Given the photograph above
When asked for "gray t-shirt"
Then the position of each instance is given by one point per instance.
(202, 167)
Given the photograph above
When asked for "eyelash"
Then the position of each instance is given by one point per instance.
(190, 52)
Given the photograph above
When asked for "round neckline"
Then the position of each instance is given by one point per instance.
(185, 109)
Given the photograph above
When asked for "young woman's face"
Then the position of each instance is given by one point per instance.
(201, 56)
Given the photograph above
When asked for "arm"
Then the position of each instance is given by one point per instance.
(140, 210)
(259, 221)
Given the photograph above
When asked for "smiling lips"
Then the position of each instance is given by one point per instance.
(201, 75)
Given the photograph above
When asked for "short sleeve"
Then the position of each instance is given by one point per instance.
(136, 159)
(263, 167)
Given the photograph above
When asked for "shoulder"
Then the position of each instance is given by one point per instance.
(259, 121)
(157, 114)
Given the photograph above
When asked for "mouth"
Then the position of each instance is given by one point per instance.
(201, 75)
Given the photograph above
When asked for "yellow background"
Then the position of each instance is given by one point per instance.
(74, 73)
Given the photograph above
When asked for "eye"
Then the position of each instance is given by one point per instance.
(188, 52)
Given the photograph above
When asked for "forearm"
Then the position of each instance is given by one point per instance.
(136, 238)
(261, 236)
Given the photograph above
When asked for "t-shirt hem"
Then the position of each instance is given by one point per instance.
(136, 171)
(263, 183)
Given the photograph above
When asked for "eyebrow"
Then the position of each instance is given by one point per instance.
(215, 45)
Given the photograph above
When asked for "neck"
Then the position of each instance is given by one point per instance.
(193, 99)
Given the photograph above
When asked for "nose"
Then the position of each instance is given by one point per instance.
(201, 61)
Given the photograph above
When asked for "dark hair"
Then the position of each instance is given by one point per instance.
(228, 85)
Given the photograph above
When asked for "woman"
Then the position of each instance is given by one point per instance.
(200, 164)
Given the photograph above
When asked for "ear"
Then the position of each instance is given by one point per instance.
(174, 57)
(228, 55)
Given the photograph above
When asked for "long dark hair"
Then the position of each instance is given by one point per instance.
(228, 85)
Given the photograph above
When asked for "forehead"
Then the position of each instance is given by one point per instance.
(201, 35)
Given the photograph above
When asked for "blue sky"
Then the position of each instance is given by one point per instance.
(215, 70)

—————

# Required work
All of the records above are to be set down again exactly.

# Task response
Given the photograph above
When asked for "gray t-shirt"
Then the position of each instance is given by one point per instance.
(202, 167)
Given the photograph above
When asked for "eyelash"
Then the position of each instance is given by one point per instance.
(190, 52)
Given the photograph above
When asked for "round neckline"
Then the position of each instance is given by one point per instance.
(185, 109)
Given the photograph above
When asked for "young woman's face"
Then the position of each instance is given by one point per instance.
(201, 56)
Given the photograph above
When asked for "arm"
Then the position of each instance is given by one point per instance.
(140, 210)
(259, 221)
Given the photograph above
When asked for "smiling lips"
Then the position of each instance is given by one point per instance.
(201, 75)
Given the photograph above
When asked for "short sleeve"
Then the position of each instance is given by one point per instance.
(136, 159)
(263, 167)
Given the photograph above
When asked for "shoulder"
Then the position of each instance is given by one point per instance.
(259, 121)
(157, 114)
Given the photograph above
When asked for "mouth"
Then the position of each instance is given by one point per instance.
(201, 75)
Given the photograph above
When asked for "yellow background"
Then the position of each instance is given by one point per instance.
(74, 73)
Given the photograph above
When asked for "eye"
Then the position of each instance is given by one point per instance.
(188, 52)
Given the photograph above
When asked for "forearm"
Then the position of each instance is given by one point per instance.
(136, 238)
(261, 236)
Given the photograph above
When asked for "t-shirt hem"
Then the position of each instance is given by one point per instance.
(136, 171)
(263, 183)
Given the photograph above
When asked for "eyebrow"
Then the position of each instance is given by one point per instance.
(215, 45)
Given the photograph above
When asked for "neck"
Then the position of each instance is given by one point per instance.
(193, 99)
Given the photograph above
When asked for "nose"
Then the position of each instance is given by one point per instance.
(201, 61)
Given the photograph above
When asked for "dark hair"
Then the position of each instance is given by one point per instance.
(228, 85)
Given the photograph above
When asked for "woman"
Then the position of each instance is given by one point per instance.
(200, 164)
Given the photograph above
When asked for "ear"
Then the position of each instance is given by one point per instance.
(174, 57)
(228, 55)
Given the photograph above
When asked for "long dark hair"
Then the position of each instance is given by one point per instance.
(228, 85)
Given the photograph above
When asked for "forehead"
Then the position of each instance is given by one point per instance.
(201, 35)
Given the photograph above
When asked for "blue sky"
Then the position of each instance is given by one point per instance.
(215, 70)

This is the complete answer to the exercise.